**Instruction**: Could you lay out every line of the rows below as a JSON list of strings, one string per line, with blank lines left out?

**Data in this exercise**:

--------------------

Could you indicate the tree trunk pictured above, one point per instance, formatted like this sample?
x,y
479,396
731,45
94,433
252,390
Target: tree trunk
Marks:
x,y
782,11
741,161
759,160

--------------------

**Solution for this problem**:
[
  "Could you indicate the tree trunk pictured above, one point per instance, formatted like this sample?",
  "x,y",
  "479,396",
  "731,45",
  "94,433",
  "252,390",
  "Target: tree trunk",
  "Marks:",
  "x,y",
  "782,11",
  "741,161",
  "759,160"
]